**YOUR OBJECTIVE**
Look through the listing below, find every line with the string "stripe", and copy it.

**RECORDS SUPPLIED**
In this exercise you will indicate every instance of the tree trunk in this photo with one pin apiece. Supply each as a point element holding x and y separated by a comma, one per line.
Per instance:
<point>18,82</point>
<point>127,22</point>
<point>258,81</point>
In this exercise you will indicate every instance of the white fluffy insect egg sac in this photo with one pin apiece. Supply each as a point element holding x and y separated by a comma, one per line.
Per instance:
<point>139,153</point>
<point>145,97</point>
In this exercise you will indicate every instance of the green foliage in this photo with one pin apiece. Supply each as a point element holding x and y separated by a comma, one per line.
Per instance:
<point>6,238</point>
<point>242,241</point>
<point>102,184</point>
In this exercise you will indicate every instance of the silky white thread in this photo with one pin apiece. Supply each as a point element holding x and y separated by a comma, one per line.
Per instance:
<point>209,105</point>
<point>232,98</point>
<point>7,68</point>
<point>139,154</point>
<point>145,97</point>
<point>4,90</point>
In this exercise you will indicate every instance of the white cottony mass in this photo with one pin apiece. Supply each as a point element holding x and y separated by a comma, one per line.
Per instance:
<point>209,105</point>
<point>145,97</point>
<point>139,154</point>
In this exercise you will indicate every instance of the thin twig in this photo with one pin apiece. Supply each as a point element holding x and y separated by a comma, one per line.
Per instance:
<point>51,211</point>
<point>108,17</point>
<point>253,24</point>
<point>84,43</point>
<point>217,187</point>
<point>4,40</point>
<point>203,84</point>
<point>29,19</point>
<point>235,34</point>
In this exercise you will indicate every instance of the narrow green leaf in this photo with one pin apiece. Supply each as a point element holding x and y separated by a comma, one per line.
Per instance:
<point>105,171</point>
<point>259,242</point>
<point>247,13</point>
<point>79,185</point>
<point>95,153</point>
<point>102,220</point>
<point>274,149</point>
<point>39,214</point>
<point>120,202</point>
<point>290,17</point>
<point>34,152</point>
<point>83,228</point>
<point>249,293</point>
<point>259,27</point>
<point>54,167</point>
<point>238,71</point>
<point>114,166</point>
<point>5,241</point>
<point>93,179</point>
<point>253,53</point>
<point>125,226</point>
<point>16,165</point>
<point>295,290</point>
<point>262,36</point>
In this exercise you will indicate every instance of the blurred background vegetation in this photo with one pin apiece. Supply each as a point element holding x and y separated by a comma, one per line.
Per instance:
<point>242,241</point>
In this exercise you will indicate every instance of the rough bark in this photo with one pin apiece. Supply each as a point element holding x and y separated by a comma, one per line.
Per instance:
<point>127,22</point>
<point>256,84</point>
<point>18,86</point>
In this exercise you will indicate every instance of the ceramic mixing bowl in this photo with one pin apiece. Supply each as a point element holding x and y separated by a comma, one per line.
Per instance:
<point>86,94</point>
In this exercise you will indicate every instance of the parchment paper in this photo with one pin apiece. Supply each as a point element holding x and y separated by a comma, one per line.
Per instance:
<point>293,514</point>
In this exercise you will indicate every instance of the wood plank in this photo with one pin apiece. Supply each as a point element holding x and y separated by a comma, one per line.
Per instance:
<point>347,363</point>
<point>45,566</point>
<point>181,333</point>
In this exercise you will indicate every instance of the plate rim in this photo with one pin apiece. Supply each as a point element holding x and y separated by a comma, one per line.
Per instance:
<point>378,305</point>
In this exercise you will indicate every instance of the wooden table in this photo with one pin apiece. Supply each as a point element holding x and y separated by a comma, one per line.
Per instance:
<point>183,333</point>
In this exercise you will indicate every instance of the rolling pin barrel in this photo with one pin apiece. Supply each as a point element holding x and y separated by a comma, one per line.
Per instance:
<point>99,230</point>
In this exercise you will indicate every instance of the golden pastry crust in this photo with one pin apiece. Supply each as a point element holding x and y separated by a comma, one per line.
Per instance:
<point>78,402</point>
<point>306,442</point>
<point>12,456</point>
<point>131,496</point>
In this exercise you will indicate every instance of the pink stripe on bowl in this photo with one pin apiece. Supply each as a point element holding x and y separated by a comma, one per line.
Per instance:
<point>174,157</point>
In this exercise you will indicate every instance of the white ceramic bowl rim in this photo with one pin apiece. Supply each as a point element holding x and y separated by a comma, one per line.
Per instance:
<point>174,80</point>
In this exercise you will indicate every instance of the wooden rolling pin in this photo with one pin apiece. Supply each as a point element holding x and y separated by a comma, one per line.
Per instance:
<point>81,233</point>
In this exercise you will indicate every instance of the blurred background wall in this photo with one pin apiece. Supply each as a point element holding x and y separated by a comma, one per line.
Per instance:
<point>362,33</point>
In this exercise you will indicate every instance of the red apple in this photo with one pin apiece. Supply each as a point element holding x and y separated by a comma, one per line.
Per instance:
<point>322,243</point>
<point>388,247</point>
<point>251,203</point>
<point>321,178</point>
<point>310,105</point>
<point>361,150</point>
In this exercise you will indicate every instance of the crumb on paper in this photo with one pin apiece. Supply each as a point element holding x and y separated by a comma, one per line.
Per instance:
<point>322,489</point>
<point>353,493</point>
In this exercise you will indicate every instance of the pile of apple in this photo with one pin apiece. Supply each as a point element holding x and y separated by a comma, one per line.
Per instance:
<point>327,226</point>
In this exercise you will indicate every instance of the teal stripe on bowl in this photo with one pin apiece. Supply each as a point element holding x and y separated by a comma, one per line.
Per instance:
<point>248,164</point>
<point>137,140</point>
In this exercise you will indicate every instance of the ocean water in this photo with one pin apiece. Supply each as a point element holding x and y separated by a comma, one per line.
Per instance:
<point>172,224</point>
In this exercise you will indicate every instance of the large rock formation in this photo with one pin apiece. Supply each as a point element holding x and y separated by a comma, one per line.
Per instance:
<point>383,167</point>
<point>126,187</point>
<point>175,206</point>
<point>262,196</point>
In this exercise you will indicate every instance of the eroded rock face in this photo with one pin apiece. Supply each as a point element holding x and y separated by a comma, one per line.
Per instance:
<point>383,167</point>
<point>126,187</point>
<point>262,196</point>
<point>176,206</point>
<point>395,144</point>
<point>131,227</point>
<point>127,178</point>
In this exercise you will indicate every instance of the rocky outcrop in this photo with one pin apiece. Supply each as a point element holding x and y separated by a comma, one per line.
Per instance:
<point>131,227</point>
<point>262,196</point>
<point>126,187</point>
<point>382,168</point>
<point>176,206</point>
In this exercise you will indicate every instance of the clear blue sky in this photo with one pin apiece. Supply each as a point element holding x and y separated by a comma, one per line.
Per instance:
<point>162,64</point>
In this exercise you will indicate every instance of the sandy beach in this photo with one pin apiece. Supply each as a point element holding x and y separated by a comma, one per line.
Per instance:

**FINISHED EXERCISE**
In this exercise you will indicate every instance of the pink stripe on bowl in this photo with one pin apiece. Supply each as a point element holding x and y separated by a comma, one per line.
In this exercise you will indicate every instance of the teal stripe on bowl in this photo with one pin apiece. Supply each as a point element holding x and y separated by a comma, one per line.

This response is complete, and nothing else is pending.